------ Information given

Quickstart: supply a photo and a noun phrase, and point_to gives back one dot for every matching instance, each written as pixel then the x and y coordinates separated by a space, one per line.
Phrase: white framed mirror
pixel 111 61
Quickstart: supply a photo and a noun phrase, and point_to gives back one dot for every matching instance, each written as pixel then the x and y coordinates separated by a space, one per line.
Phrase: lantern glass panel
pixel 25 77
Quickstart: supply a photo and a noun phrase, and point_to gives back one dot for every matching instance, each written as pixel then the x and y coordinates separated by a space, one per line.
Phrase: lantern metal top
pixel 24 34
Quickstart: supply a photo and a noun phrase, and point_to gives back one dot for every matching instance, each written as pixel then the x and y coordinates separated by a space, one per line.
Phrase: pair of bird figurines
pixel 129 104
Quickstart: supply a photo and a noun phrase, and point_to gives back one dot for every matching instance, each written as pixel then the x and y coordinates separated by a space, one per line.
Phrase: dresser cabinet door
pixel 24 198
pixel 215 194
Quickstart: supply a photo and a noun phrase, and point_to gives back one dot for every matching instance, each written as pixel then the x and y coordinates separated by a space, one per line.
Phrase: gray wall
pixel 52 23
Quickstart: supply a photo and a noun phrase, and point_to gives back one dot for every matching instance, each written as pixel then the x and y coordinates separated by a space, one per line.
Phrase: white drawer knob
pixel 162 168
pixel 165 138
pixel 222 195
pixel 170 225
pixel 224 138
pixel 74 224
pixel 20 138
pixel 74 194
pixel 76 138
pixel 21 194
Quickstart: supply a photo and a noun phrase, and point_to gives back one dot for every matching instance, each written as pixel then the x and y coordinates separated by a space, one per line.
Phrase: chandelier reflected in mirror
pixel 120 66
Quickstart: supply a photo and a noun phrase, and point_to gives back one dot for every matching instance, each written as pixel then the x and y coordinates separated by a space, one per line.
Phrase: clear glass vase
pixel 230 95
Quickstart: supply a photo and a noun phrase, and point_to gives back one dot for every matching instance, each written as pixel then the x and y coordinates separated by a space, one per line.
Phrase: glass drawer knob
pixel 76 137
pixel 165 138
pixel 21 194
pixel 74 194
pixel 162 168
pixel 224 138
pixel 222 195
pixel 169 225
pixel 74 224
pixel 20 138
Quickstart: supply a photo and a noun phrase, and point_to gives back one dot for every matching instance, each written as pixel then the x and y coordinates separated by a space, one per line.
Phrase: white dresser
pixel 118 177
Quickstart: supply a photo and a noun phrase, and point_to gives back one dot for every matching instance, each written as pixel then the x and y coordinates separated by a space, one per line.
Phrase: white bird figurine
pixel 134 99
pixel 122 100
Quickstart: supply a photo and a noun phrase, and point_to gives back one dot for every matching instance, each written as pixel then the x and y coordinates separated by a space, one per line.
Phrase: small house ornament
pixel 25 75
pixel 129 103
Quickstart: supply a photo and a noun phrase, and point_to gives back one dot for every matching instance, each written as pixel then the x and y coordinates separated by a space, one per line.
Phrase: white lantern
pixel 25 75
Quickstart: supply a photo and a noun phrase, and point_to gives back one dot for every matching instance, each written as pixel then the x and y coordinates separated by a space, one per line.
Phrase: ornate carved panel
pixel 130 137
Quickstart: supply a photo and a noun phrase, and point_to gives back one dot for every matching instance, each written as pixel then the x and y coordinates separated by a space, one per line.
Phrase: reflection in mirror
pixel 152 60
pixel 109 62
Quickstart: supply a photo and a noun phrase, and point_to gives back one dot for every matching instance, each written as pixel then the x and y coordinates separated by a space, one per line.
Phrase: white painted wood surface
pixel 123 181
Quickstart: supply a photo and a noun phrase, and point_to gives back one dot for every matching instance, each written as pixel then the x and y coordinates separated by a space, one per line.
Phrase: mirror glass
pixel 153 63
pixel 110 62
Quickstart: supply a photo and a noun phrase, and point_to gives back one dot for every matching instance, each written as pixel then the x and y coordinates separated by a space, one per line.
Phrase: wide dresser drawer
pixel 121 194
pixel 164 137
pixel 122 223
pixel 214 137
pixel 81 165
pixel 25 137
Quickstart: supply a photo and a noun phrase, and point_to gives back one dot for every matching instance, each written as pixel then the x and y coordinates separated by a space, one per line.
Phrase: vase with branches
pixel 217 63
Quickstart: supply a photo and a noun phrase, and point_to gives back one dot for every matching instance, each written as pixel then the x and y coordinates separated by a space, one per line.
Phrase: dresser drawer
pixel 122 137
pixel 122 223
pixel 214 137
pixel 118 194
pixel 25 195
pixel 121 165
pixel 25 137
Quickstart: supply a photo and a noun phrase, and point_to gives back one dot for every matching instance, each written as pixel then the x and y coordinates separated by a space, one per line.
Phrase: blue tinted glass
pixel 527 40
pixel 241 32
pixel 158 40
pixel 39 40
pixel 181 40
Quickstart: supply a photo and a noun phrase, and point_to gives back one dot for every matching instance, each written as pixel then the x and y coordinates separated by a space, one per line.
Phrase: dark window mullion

------------

Exercise - Convert all of the data above into a JSON list of strings, with one string per line and any blank lines omitted.

Task response -
[
  "Quickstart: supply a photo and a noun phrase, and point_to gives back one dot for every matching instance, each written as pixel then the x and y coordinates separated by a space, one per line.",
  "Phrase: white framed mirror",
  "pixel 111 61",
  "Quickstart: supply a photo and a noun phrase, and point_to gives back one dot for every matching instance, each written as pixel then the x and y coordinates separated by a space, one per line.",
  "Phrase: lantern glass panel",
  "pixel 25 77",
  "Quickstart: supply a photo and a noun phrase, and point_to gives back one dot for every matching instance, each written as pixel then the x and y coordinates separated by a space, one per line.",
  "Phrase: lantern metal top",
  "pixel 24 34",
  "Quickstart: supply a photo and a noun phrase, and point_to gives back one dot for every matching instance, each written as pixel then the x and y coordinates separated by a space, one per line.",
  "Phrase: pair of bird figurines",
  "pixel 129 104",
  "Quickstart: supply a photo and a noun phrase, and point_to gives back one dot for every matching instance, each written as pixel then the x and y coordinates separated by a space, one per line.",
  "Phrase: dresser cabinet door",
  "pixel 24 198",
  "pixel 215 194",
  "Quickstart: supply a photo and a noun phrase, and point_to gives back one dot for every matching instance, each written as pixel then the x and y coordinates separated by a space, one per line.",
  "Phrase: gray wall",
  "pixel 52 23",
  "Quickstart: supply a photo and a noun phrase, and point_to gives back one dot for every matching instance, each written as pixel then the x and y coordinates separated by a space, one per line.",
  "Phrase: white drawer knob",
  "pixel 162 168",
  "pixel 165 138",
  "pixel 222 195",
  "pixel 170 225",
  "pixel 224 138",
  "pixel 74 224",
  "pixel 20 138",
  "pixel 74 194",
  "pixel 76 138",
  "pixel 21 194",
  "Quickstart: supply a photo and a noun phrase, and point_to gives back one dot for every matching instance, each written as pixel then the x and y coordinates separated by a space, one per line.",
  "Phrase: chandelier reflected in mirror",
  "pixel 120 66",
  "Quickstart: supply a photo and a noun phrase, and point_to gives back one dot for every matching instance, each written as pixel then the x and y coordinates separated by a space, one per line.",
  "Phrase: clear glass vase",
  "pixel 230 95",
  "Quickstart: supply a photo and a noun phrase, and point_to gives back one dot for every matching instance, each written as pixel then the x and y coordinates separated by a space, one per line.",
  "Phrase: glass drawer knob",
  "pixel 76 137",
  "pixel 165 138",
  "pixel 21 194",
  "pixel 74 194",
  "pixel 162 168",
  "pixel 224 138",
  "pixel 222 195",
  "pixel 169 225",
  "pixel 74 224",
  "pixel 20 138",
  "Quickstart: supply a photo and a noun phrase, and point_to gives back one dot for every matching instance, each written as pixel then the x and y coordinates separated by a space, one per line.",
  "Phrase: white dresser",
  "pixel 118 177",
  "Quickstart: supply a photo and a noun phrase, and point_to gives back one dot for every matching instance, each written as pixel then the x and y coordinates separated by a space, one per line.",
  "Phrase: white bird figurine",
  "pixel 134 99",
  "pixel 122 100",
  "Quickstart: supply a photo and a noun phrase, and point_to gives back one dot for every matching instance, each written as pixel then the x and y coordinates separated by a space, one per line.",
  "Phrase: small house ornament",
  "pixel 25 75",
  "pixel 129 103",
  "Quickstart: supply a photo and a noun phrase, and point_to gives back one dot for every matching instance, each written as pixel then the x and y coordinates separated by a space, one per line.",
  "Phrase: white lantern",
  "pixel 25 75",
  "Quickstart: supply a photo and a noun phrase, and point_to gives back one dot for every matching instance, each written as pixel then the x and y coordinates separated by a space, one per line.",
  "Phrase: ornate carved panel",
  "pixel 130 137",
  "Quickstart: supply a photo and a noun phrase, and point_to gives back one dot for every matching instance, each written as pixel then the x and y coordinates separated by a space, one per line.",
  "Phrase: reflection in mirror",
  "pixel 152 60",
  "pixel 109 62",
  "Quickstart: supply a photo and a noun phrase, and point_to gives back one dot for every matching instance, each written as pixel then the x and y coordinates separated by a space, one per line.",
  "Phrase: white painted wood surface",
  "pixel 123 181",
  "Quickstart: supply a photo and a noun phrase, and point_to gives back one dot for every matching instance, each written as pixel then the x and y coordinates separated by a space, one per line.",
  "Phrase: mirror glass",
  "pixel 153 63",
  "pixel 110 62",
  "Quickstart: supply a photo and a noun phrase, and point_to gives back one dot for every matching instance, each written as pixel then the x and y coordinates separated by a space, one per line.",
  "Phrase: wide dresser drawer",
  "pixel 121 194",
  "pixel 164 137",
  "pixel 122 223",
  "pixel 214 137",
  "pixel 81 165",
  "pixel 25 137",
  "Quickstart: supply a photo and a noun phrase, and point_to gives back one dot for every matching instance, each written as pixel then the x and y coordinates separated by a space, one per line.",
  "Phrase: vase with branches",
  "pixel 217 63",
  "Quickstart: supply a photo and a noun phrase, and point_to gives back one dot for every matching instance, each written as pixel then the x and y coordinates separated by a space, one per line.",
  "Phrase: dresser drawer",
  "pixel 122 137",
  "pixel 122 223",
  "pixel 214 137",
  "pixel 118 194",
  "pixel 25 195",
  "pixel 121 165",
  "pixel 25 137",
  "Quickstart: supply a photo and a noun phrase, and point_to gives back one dot for every matching instance, each written as pixel then the x and y coordinates separated by a space, one per line.",
  "Phrase: blue tinted glass",
  "pixel 527 40",
  "pixel 241 32",
  "pixel 158 40",
  "pixel 39 40",
  "pixel 181 40",
  "Quickstart: supply a photo and a noun phrase, and point_to gives back one dot for every matching instance, each written as pixel then the x and y coordinates separated by a space, one per line.",
  "Phrase: dark window mullion"
]